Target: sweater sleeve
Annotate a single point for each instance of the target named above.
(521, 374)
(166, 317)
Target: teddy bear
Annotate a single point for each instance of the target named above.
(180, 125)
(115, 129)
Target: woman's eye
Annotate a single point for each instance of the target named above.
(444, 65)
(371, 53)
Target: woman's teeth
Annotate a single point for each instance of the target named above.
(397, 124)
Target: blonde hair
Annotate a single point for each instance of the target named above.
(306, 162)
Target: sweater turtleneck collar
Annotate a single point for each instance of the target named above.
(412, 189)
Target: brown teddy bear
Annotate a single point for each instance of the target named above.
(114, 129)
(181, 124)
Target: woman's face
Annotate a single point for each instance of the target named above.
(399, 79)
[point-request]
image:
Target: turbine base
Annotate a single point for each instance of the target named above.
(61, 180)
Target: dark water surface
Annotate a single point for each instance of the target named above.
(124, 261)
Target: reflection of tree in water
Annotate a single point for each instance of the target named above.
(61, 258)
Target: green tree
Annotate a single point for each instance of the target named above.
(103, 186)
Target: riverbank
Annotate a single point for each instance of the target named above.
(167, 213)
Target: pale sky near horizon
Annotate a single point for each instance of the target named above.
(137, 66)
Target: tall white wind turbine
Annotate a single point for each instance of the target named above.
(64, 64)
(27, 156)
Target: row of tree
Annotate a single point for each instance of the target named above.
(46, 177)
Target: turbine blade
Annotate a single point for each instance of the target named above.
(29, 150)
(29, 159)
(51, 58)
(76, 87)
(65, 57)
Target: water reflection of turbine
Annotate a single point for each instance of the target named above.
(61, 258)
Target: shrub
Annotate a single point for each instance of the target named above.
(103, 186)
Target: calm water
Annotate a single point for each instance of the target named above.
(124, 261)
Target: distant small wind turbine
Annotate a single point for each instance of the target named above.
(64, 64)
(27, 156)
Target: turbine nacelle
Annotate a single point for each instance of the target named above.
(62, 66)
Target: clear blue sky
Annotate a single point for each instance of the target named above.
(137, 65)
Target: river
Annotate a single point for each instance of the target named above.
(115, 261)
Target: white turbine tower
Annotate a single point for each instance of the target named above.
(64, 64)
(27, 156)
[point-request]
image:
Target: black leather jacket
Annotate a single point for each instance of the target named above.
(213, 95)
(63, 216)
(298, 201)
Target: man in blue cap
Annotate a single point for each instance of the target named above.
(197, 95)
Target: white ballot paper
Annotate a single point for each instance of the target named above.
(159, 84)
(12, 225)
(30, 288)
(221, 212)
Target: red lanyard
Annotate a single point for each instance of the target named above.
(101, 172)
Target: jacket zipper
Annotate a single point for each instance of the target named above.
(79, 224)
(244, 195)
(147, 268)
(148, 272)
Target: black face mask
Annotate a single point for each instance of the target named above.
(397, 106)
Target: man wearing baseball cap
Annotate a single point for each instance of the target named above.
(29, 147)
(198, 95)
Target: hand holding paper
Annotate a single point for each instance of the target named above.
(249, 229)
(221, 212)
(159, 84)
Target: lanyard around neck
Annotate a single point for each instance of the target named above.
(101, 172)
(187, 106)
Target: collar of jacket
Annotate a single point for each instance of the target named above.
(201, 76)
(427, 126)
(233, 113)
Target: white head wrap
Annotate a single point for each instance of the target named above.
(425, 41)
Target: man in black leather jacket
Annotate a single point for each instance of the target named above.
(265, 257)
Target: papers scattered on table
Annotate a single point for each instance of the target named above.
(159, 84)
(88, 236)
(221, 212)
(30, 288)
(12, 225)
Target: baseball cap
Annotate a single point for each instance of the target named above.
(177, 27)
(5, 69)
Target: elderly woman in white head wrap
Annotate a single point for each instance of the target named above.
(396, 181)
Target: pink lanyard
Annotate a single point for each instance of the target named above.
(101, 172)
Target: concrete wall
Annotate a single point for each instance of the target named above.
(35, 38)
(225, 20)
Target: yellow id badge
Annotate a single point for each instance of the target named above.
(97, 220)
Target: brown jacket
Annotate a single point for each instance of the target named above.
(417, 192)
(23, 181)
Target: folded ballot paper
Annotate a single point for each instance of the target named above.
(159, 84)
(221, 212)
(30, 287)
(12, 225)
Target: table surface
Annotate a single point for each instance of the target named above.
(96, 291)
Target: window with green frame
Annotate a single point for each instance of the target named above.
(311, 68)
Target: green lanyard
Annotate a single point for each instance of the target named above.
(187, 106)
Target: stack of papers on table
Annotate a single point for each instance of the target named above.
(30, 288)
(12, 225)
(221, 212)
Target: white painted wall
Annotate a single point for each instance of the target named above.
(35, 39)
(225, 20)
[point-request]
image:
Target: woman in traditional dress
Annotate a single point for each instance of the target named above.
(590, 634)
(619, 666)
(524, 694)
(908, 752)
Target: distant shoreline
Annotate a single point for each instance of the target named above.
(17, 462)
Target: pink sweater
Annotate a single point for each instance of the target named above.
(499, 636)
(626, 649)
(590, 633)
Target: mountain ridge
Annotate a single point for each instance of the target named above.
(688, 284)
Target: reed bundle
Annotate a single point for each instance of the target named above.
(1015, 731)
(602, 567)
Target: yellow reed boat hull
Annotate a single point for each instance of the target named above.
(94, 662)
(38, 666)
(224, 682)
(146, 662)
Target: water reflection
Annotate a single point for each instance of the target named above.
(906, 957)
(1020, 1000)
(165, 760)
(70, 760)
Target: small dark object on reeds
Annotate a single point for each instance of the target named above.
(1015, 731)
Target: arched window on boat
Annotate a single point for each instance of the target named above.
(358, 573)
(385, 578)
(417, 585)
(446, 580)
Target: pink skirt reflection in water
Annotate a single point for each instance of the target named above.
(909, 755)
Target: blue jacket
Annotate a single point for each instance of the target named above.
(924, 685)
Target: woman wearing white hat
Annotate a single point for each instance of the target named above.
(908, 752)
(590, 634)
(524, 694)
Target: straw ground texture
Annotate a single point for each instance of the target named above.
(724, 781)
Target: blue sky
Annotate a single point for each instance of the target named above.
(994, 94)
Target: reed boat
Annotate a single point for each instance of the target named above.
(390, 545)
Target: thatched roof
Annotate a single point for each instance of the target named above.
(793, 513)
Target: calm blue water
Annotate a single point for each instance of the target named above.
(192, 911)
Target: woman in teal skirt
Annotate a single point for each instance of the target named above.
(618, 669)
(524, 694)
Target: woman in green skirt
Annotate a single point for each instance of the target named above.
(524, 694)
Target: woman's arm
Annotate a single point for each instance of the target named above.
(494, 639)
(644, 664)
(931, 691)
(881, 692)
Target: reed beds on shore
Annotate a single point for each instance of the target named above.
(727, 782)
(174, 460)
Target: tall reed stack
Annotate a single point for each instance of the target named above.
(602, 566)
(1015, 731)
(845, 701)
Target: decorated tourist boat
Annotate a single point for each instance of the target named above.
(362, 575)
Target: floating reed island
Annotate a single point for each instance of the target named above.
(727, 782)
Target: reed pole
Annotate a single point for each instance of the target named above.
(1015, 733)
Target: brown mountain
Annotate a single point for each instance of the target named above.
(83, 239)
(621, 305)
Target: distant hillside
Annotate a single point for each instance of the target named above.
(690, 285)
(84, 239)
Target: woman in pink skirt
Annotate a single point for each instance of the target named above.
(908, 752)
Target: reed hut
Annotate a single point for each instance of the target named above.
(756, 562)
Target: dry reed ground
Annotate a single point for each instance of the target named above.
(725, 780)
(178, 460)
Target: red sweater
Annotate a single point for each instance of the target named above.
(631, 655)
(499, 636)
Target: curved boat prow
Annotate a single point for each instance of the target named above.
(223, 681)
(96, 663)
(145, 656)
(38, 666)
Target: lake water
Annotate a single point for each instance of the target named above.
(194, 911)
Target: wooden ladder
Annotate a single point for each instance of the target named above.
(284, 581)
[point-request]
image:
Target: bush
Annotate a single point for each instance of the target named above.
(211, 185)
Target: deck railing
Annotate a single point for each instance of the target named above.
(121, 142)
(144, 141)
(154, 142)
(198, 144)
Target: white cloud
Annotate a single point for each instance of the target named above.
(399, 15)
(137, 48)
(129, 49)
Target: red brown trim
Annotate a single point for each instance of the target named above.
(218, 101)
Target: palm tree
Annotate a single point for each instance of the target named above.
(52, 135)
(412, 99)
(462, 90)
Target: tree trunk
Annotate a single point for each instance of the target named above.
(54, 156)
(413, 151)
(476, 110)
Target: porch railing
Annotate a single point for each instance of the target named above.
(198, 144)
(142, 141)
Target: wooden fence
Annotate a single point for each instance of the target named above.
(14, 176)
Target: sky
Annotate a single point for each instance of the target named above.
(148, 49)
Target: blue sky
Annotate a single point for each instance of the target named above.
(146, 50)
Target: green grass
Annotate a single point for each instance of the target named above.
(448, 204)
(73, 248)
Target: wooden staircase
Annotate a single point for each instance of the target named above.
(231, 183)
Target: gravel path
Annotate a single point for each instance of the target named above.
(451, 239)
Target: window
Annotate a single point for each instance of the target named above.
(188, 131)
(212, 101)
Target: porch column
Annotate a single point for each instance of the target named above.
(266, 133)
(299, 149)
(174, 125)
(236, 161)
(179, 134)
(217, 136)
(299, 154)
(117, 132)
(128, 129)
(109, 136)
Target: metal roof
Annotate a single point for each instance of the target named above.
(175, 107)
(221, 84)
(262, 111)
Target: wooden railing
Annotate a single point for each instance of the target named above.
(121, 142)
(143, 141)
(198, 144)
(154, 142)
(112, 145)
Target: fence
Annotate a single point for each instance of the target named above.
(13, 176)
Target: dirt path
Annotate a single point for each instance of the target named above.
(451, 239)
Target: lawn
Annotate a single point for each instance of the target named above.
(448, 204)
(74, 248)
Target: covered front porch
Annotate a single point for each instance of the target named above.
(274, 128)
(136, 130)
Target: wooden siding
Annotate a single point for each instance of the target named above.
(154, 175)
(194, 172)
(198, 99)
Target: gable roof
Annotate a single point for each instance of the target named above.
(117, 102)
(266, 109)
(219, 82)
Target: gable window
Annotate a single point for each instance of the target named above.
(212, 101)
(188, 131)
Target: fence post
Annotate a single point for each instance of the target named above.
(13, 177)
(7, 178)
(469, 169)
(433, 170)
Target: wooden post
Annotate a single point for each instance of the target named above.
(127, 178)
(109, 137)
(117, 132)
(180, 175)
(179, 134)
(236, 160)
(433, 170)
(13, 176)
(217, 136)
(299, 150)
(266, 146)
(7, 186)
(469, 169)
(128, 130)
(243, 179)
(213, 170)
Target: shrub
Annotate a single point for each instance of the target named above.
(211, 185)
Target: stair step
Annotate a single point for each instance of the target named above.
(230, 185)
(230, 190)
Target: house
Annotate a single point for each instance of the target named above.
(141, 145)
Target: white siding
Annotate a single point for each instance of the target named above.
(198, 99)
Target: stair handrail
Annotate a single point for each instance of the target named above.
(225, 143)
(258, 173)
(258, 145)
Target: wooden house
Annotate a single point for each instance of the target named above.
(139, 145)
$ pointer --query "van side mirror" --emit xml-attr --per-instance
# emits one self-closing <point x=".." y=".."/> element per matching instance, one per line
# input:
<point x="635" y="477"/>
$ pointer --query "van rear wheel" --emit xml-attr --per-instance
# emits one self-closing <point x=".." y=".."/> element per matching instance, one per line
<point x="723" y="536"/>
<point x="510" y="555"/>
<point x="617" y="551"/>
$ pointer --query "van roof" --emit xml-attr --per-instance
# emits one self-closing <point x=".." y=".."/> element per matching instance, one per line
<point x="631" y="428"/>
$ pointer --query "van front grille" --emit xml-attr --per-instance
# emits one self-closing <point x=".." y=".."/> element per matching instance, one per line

■ WHAT THIS TASK INVOLVES
Output exactly one stretch of the listing: from the line containing "Target: tall reed stack" through the line containing "Target: wooden ladder", both end lines included.

■ OUTPUT BELOW
Target: tall reed stack
Annotate a single point for each instance of the target named above.
(602, 566)
(1015, 731)
(845, 701)
Target: decorated tourist boat
Annotate a single point for each instance of the target named above.
(362, 575)
Target: floating reed island
Annotate a single point for each instance of the target named above.
(727, 782)
Target: reed pole
Annotate a single point for each instance of the target named above.
(1015, 733)
Target: brown mountain
Annotate a single point for each instance of the target named above.
(83, 239)
(621, 305)
Target: distant hillside
Annotate a single point for each instance of the target named above.
(690, 285)
(84, 239)
Target: woman in pink skirt
Annotate a single point for each instance of the target named above.
(908, 752)
Target: reed hut
Annotate a single point for each instance of the target named above.
(756, 562)
Target: dry reed ground
Annotate a single point for each instance of the target named above.
(725, 780)
(178, 460)
Target: red sweater
Annotate a single point for each instance of the target named above.
(631, 655)
(499, 636)
Target: curved boat prow
Annotate a single point for each instance of the target named above.
(223, 681)
(96, 663)
(145, 656)
(38, 666)
Target: lake water
Annotate a single point for each instance of the target named above.
(194, 911)
Target: wooden ladder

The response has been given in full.